▸ **Problem description**
Collect every line in the entries that contains the string "forest".

Labeled area outline entries
┄┄┄┄┄┄┄┄┄┄┄┄┄┄┄┄┄┄┄┄

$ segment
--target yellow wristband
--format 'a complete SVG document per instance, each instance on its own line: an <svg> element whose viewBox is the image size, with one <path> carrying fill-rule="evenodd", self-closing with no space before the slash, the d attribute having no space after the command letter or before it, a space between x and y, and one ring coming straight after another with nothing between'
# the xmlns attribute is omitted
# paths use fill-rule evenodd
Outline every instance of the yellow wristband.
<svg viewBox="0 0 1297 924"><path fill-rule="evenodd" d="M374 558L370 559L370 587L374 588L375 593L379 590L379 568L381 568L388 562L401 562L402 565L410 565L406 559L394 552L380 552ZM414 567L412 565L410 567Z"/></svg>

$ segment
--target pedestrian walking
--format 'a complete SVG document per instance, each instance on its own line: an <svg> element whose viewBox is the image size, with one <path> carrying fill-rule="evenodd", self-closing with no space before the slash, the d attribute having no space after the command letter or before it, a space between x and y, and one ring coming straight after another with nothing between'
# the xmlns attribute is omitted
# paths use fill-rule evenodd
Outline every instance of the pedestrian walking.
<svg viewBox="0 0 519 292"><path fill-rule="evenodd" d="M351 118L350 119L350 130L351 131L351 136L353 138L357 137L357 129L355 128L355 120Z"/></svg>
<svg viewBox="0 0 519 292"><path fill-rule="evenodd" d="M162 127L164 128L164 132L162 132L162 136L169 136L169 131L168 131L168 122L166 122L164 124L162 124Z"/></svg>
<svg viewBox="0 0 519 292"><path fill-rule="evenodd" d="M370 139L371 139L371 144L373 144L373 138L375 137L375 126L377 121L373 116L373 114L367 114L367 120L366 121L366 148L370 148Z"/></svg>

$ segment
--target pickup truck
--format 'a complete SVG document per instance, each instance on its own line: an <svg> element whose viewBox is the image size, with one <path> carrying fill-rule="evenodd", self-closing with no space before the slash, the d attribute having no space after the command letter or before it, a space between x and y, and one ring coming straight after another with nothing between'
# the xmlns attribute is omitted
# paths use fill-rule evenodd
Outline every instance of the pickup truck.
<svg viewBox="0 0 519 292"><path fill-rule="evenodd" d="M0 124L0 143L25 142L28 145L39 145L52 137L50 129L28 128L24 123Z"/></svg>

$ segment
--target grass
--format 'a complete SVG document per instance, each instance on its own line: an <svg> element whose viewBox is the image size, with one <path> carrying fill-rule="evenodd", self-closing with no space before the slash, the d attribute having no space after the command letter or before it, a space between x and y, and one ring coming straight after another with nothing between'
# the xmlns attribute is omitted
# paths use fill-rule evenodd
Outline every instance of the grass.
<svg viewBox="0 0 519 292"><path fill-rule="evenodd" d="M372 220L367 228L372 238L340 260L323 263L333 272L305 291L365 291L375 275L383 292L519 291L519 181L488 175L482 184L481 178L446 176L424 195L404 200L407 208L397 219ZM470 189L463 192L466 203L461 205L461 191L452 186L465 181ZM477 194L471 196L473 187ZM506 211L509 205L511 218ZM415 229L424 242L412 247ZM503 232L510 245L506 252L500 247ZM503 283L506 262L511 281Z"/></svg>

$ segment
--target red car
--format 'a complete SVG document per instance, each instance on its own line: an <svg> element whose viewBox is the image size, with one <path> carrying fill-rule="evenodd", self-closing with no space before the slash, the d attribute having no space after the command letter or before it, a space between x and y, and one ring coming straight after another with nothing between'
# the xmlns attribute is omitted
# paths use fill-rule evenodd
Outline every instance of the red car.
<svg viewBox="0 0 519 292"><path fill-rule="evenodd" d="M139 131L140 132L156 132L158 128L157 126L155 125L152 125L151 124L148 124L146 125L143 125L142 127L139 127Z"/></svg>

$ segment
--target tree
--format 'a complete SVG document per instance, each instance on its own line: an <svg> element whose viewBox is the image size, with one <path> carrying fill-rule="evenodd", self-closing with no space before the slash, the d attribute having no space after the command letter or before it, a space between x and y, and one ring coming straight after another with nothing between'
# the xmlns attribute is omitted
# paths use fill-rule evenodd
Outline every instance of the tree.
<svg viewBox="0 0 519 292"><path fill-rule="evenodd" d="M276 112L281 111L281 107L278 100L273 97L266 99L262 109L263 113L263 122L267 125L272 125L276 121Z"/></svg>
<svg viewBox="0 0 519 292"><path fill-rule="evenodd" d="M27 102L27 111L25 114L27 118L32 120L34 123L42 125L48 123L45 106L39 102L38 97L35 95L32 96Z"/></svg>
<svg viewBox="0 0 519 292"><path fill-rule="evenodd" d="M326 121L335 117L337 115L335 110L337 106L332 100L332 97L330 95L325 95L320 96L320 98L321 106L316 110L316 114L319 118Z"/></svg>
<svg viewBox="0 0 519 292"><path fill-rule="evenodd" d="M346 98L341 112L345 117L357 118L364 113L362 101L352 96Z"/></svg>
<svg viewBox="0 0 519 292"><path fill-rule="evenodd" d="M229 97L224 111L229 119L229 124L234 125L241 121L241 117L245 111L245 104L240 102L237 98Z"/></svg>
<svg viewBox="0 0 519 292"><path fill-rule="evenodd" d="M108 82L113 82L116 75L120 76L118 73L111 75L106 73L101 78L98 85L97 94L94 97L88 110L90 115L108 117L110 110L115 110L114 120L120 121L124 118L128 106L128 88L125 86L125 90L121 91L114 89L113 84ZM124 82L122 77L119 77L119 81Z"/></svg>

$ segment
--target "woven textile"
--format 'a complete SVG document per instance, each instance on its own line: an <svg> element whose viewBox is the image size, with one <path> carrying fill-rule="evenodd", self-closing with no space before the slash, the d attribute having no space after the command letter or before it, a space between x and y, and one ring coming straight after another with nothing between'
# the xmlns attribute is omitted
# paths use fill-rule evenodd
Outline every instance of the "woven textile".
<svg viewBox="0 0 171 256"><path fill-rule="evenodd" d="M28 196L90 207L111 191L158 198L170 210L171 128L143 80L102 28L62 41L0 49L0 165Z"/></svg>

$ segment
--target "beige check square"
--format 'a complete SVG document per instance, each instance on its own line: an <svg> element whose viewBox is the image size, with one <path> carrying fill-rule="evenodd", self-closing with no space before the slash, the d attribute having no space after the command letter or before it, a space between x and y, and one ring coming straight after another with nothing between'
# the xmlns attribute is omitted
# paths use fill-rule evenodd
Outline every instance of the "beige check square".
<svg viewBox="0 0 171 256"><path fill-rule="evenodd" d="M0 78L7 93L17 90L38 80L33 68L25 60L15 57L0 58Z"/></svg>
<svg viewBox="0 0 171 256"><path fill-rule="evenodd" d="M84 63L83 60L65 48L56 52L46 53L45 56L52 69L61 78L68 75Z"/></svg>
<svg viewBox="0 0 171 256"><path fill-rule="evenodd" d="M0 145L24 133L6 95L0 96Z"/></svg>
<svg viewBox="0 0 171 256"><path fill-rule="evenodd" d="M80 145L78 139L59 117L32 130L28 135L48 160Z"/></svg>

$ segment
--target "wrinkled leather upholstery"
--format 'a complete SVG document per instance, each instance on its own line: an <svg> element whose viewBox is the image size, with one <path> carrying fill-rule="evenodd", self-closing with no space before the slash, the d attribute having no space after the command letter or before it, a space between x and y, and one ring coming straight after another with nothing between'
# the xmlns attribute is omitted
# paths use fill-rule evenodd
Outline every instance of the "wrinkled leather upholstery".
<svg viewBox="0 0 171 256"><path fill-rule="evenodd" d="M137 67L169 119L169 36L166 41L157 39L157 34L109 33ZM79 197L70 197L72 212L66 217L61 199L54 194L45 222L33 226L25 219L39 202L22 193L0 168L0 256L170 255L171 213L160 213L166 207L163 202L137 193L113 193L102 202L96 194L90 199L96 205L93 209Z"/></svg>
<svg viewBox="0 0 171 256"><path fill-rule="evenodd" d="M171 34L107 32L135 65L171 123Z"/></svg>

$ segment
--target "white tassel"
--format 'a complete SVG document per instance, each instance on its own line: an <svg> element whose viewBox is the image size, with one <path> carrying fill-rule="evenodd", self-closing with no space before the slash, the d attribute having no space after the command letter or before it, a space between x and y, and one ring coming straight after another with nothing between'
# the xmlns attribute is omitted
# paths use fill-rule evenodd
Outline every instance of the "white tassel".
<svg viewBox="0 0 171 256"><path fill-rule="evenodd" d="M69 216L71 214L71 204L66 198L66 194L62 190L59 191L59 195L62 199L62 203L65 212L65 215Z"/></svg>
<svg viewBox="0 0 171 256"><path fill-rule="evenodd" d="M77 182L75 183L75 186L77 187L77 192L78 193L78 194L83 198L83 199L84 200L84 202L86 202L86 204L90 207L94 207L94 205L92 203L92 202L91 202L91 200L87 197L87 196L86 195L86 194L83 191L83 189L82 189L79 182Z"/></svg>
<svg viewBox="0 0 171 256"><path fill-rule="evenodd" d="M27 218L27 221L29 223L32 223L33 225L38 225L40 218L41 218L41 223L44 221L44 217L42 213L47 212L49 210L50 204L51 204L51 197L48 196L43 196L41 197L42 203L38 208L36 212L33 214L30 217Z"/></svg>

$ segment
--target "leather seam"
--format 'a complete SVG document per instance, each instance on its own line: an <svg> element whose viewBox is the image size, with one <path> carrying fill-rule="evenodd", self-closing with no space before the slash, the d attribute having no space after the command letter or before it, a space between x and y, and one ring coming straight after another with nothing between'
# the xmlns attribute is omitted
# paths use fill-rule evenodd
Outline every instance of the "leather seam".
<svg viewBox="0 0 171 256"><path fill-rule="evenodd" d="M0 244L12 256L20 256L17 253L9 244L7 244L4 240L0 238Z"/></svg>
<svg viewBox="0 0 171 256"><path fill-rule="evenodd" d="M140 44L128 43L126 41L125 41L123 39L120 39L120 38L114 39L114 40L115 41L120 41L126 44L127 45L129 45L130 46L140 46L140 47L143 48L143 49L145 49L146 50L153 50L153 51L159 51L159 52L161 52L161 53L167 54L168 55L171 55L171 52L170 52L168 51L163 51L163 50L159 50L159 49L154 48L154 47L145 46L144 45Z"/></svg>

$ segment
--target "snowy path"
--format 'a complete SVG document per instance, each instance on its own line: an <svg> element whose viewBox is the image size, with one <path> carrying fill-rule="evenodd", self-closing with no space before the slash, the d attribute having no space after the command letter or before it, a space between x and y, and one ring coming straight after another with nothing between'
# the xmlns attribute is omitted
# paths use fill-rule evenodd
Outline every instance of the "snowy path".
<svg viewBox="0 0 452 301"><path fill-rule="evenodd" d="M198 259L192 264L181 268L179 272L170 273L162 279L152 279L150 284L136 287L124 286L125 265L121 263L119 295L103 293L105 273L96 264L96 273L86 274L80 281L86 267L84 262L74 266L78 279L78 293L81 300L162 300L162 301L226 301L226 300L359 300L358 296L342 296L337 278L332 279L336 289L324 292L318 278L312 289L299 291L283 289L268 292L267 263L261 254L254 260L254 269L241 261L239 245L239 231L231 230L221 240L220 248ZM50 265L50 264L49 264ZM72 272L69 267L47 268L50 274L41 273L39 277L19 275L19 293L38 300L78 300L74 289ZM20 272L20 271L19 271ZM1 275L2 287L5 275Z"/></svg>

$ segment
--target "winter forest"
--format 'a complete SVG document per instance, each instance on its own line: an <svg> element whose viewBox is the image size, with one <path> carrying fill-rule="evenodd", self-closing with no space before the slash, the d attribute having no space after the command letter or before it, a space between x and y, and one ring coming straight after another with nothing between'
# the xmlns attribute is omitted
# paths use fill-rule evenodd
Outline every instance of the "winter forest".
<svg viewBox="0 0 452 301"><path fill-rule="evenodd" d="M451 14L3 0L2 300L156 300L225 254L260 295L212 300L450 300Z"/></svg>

┄┄┄┄┄┄┄┄┄┄┄┄┄┄┄┄┄┄┄┄

▸ **The output**
--target "winter forest"
Outline every instance of the "winter forest".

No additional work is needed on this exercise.